» **GIVEN TEXT**
Under royal government in Virginia, all free adult men could vote for:
Local burgesses.
The crop that turned Virginia into a stable colony was:
Tobacco.
If you wanted to be a highly profitable tobacco farmer in the 1600's in Virginia, the biggest obstacle you were likely to face was:
Finding workers.
As an incentive to encourage settlement in the Virginia colony, the Virginia Company initiated and the royal government continued to grant head rights, which gave:
Fifty acres of land to settlers who paid their own transportation to the colony.
What conditions contributed to the servant labor system that flourished in the British colonies?
The New World's labor shortage and the English people's poverty and willingness to work.
Early Chesapeake society was essentially a society of:
Workers, 80% of whom were indentured servants.
After an indentured servant completed his or her contract term, an employer was required to give the servant:
Freedom dues.

» **INFORMATION SHOWN**
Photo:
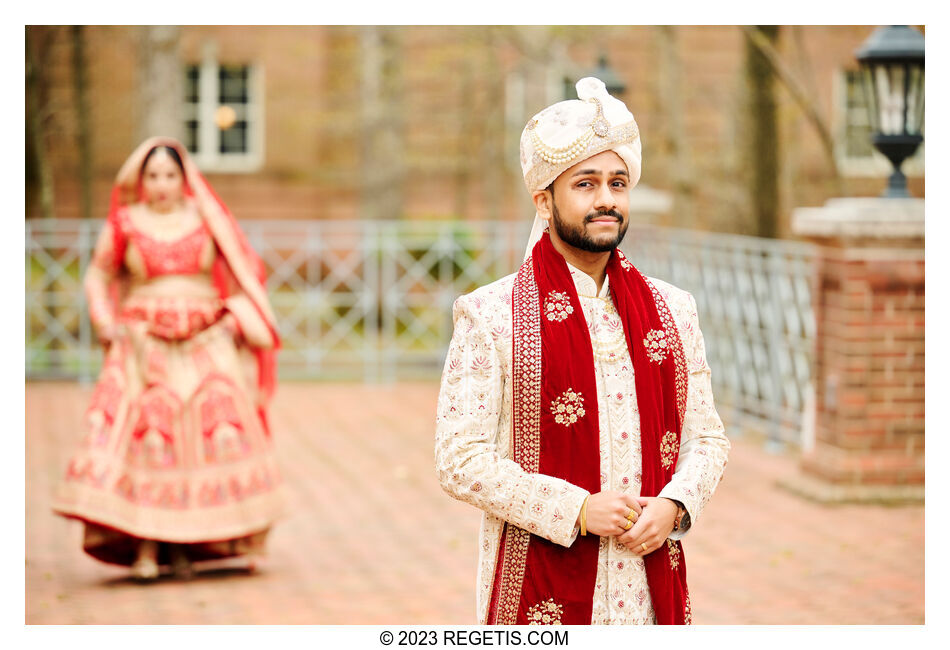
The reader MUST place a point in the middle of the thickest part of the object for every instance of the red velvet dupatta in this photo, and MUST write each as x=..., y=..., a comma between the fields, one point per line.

» **WRITTEN INSTRUCTION 1**
Repeat the colonial Virginia text from "What conditions contributed" to "Freedom dues.".
» **WRITTEN INSTRUCTION 2**
According to the colonial Virginia text, why did the Virginia Company and later the royal government grant head rights? Answer in one to three sentences.
» **WRITTEN INSTRUCTION 3**
Resume the colonial Virginia text after its last line, keeping its pattern of a prompt followed by a short answer.
The material after the colonial Virginia text is separate from it.

» **OUTPUT 1**
What conditions contributed to the servant labor system that flourished in the British colonies?
The New World's labor shortage and the English people's poverty and willingness to work.
Early Chesapeake society was essentially a society of:
Workers, 80% of whom were indentured servants.
After an indentured servant completed his or her contract term, an employer was required to give the servant:
Freedom dues.

» **OUTPUT 2**
Head rights were granted as an incentive to encourage settlement in the Virginia colony. They gave fifty acres of land to settlers who paid their own transportation to the colony.

» **OUTPUT 3**
Indentured servants tended to be:
Poor young men born in England.
Most planters saw indentured servants as:
Cheap labor.
Indentured women:
Were not permitted to marry until their servitude was complete.
Indentured servants could have their servitude extended by years if they:
Stole, became pregnant, or ran away.
In the 1660's, Maryland:
Attracted settlers as readily as Virginia.
Masters in the Chesapeake were so hungry for labor that they:
Did not hesitate to devise legal ways to keep servants under their control.
The dispersion of settlements in the Chesapeake can be explained by:
The marketing system of farmers and the acreage needed to make a profit.
Lord Baltimore received 6.5 million acres in the Chesapeake region and created the colony of Maryland as a refuge for Catholics...
But the majority of settlers there were Protestants, few of whom were as wealthy as the Catholics, and conflict existed between the groups.
The term yeoman planter refers to:
A farmer who owns a small plot of land that is worked primarily by himself and his family.
The decline in the price of tobacco in the third quarter of the seventeenth century contributed to the:
end of the rough equality within the Chesapeake population.
By the 1670s, the Chesapeake social structure was polarized based on:
ownership of land.
Mercantilist assumptions suggested that:
economic policies should place the welfare of the imperial power above the welfare of the colonies.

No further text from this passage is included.